[Stored data]
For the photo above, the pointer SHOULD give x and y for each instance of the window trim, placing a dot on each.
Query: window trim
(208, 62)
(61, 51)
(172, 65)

▸ **Exercise details**: A reply that repeats all the data exactly is required.

▸ **Solution to this task**:
For the photo above, the pointer SHOULD give x and y for each instance of the window trim, placing a dot on each.
Query: window trim
(208, 62)
(61, 51)
(172, 65)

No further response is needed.